■ Your objective: Repeat all the data word for word.

■ Exercise data:
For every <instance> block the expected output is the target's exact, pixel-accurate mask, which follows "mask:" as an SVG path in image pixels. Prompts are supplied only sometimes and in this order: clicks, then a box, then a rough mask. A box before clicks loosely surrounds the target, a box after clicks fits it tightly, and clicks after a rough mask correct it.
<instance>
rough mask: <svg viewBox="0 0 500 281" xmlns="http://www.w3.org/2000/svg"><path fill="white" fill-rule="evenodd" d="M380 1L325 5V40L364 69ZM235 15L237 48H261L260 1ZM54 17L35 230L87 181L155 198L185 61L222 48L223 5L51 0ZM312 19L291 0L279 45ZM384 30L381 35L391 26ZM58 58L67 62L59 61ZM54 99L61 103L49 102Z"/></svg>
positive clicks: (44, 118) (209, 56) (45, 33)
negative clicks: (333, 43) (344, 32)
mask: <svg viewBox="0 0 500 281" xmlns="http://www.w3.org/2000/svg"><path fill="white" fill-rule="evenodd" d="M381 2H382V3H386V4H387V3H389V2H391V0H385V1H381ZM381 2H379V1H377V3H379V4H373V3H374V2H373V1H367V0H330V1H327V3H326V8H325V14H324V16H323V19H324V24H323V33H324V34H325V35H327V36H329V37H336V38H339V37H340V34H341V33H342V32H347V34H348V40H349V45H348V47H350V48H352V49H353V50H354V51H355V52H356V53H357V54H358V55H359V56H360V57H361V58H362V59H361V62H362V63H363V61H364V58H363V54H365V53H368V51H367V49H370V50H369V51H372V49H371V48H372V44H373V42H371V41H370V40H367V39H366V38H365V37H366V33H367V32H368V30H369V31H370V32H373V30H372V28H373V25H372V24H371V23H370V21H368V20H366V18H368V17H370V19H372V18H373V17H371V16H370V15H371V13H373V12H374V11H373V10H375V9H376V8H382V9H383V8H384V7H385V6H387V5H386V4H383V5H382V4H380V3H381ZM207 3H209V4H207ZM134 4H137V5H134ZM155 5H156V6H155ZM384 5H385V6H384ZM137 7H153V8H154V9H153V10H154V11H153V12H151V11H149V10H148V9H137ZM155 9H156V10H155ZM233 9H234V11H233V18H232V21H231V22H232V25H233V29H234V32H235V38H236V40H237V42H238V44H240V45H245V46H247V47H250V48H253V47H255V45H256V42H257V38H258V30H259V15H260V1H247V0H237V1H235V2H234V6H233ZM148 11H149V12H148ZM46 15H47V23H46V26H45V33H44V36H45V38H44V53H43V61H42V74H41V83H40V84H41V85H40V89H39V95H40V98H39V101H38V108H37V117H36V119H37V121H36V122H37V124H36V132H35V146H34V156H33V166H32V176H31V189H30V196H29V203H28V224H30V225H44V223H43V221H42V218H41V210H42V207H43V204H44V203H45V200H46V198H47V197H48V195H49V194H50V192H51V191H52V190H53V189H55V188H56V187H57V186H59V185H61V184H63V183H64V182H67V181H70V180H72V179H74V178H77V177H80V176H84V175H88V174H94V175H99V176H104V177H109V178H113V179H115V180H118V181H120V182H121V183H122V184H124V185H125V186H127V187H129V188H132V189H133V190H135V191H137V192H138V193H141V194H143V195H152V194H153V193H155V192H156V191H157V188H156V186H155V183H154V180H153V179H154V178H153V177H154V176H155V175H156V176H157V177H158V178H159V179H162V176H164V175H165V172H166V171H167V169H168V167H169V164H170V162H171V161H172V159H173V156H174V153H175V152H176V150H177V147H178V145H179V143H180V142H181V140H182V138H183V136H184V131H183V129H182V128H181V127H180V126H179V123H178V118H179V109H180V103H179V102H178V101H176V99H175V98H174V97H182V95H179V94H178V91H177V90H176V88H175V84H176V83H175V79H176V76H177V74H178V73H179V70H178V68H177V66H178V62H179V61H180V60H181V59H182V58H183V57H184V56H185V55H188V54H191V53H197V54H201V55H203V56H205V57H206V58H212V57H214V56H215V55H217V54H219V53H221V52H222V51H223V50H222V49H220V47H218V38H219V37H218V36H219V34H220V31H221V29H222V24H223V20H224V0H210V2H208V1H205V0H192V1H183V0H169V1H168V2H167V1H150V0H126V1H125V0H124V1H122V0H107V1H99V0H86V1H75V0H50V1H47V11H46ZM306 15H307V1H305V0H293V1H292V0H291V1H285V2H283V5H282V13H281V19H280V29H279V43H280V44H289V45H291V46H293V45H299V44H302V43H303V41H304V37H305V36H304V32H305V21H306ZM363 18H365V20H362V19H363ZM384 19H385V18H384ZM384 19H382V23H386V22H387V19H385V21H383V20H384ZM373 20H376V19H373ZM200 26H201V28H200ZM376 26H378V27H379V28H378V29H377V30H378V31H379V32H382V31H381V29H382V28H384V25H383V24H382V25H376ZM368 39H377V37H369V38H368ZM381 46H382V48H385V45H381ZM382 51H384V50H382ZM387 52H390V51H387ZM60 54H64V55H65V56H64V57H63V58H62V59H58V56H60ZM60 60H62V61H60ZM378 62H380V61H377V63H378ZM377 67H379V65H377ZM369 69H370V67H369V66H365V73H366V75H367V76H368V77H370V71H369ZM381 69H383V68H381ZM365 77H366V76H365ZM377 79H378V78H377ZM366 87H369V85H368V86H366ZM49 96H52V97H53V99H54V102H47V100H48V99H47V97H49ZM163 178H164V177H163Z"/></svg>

■ Solution below:
For every <instance> block the expected output is the target's exact, pixel-accurate mask, which follows "mask:" as an SVG path in image pixels. Prompts are supplied only sometimes and in this order: clicks, then a box, then a rough mask. A box before clicks loosely surrounds the target, a box after clicks fits it tightly, and clicks after a rough mask correct it.
<instance>
rough mask: <svg viewBox="0 0 500 281" xmlns="http://www.w3.org/2000/svg"><path fill="white" fill-rule="evenodd" d="M380 1L325 5V40L364 69ZM235 15L237 48H261L260 1ZM54 17L35 230L87 181L155 198L185 61L222 48L223 5L51 0ZM312 19L291 0L279 45ZM384 30L381 35L391 26ZM58 58L67 62L59 61ZM54 99L61 103L49 102Z"/></svg>
positive clicks: (44, 118) (209, 56) (45, 33)
negative clicks: (333, 43) (344, 32)
mask: <svg viewBox="0 0 500 281" xmlns="http://www.w3.org/2000/svg"><path fill="white" fill-rule="evenodd" d="M381 2H382V3H386V4H387V3H389V2H391V0H385V1H381ZM381 2H379V1H377V3H379V4H373V3H374V2H373V1H367V0H330V1H327V3H326V8H325V14H324V16H323V19H324V24H323V33H324V34H325V35H327V36H329V37H336V38H339V37H340V34H341V33H342V32H347V34H348V40H349V45H348V47H350V48H352V49H353V50H354V51H355V52H356V53H357V54H358V55H359V56H360V57H361V58H362V59H361V62H362V63H363V61H364V58H363V54H365V53H368V51H367V49H370V50H369V51H372V49H371V48H372V44H373V42H371V41H370V40H367V39H366V38H365V37H366V33H367V32H368V30H369V31H370V32H373V30H372V28H373V25H372V24H371V23H370V21H368V20H366V18H368V17H370V19H372V18H373V17H371V16H370V15H371V13H373V12H374V11H373V10H375V9H376V8H382V9H383V8H384V7H385V6H387V5H386V4H383V5H382V4H380V3H381ZM207 3H209V4H207ZM134 4H137V5H134ZM155 5H156V6H155ZM384 5H385V6H384ZM137 7H153V8H154V9H153V10H154V11H153V12H151V11H149V10H148V9H137ZM155 9H156V10H155ZM233 9H234V11H233V18H232V21H231V22H232V25H233V29H234V32H235V38H236V40H237V42H238V44H240V45H245V46H247V47H250V48H253V47H255V45H256V42H257V38H258V30H259V15H260V1H247V0H237V1H235V2H234V6H233ZM148 11H149V12H148ZM46 15H47V23H46V26H45V33H44V36H45V38H44V53H43V61H42V74H41V83H40V84H41V85H40V89H39V95H40V98H39V101H38V108H37V117H36V119H37V121H36V122H37V124H36V132H35V146H34V156H33V166H32V176H31V189H30V196H29V203H28V224H30V225H44V223H43V221H42V218H41V210H42V207H43V204H44V203H45V200H46V198H47V197H48V195H49V194H50V192H51V191H52V190H53V189H55V188H56V187H57V186H59V185H61V184H63V183H64V182H67V181H70V180H72V179H74V178H77V177H80V176H84V175H88V174H94V175H99V176H104V177H109V178H113V179H115V180H118V181H120V182H121V183H122V184H124V185H125V186H127V187H129V188H132V189H133V190H135V191H137V192H138V193H141V194H143V195H152V194H153V193H155V192H156V191H157V188H156V186H155V183H154V180H153V179H154V178H153V177H154V176H155V175H156V176H157V177H158V178H159V179H162V176H164V175H165V172H166V171H167V169H168V167H169V164H170V162H171V161H172V159H173V156H174V153H175V152H176V150H177V147H178V145H179V143H180V142H181V140H182V138H183V136H184V131H183V129H182V128H181V127H180V126H179V123H178V118H179V109H180V103H179V102H178V101H176V99H175V98H174V97H182V95H179V94H178V91H177V90H176V88H175V84H176V83H175V79H176V76H177V74H178V73H179V70H178V68H177V66H178V62H179V61H180V60H181V59H182V58H183V57H184V56H185V55H188V54H191V53H197V54H201V55H203V56H205V57H206V58H212V57H214V56H215V55H217V54H219V53H221V52H222V51H223V50H222V49H220V47H218V38H219V37H218V36H219V34H220V31H221V29H222V24H223V20H224V0H210V2H208V1H205V0H192V1H183V0H169V1H168V2H167V1H150V0H126V1H125V0H124V1H122V0H107V1H99V0H86V1H75V0H50V1H47V11H46ZM306 15H307V1H305V0H293V1H292V0H291V1H285V2H283V5H282V13H281V19H280V29H279V43H280V44H289V45H291V46H293V45H299V44H302V43H303V41H304V37H305V36H304V32H305V21H306ZM363 18H365V20H362V19H363ZM384 19H385V18H384ZM384 19H382V23H386V22H387V19H385V21H383V20H384ZM373 20H376V19H373ZM200 26H201V28H200ZM376 26H378V27H379V28H378V29H377V30H378V31H379V32H382V31H381V29H382V28H384V25H383V24H382V25H376ZM368 39H377V37H369V38H368ZM381 46H382V48H385V45H381ZM382 51H384V50H382ZM387 52H390V51H387ZM60 54H64V55H65V56H64V57H63V58H62V59H58V56H60ZM60 60H62V61H60ZM378 62H380V61H377V63H378ZM377 67H379V65H377ZM369 69H370V67H369V66H365V73H366V75H367V76H368V77H370V71H369ZM381 69H383V68H381ZM365 77H366V76H365ZM377 79H378V78H377ZM366 87H369V85H368V86H366ZM49 96H52V97H53V99H54V102H47V100H48V99H47V97H49ZM163 178H164V177H163Z"/></svg>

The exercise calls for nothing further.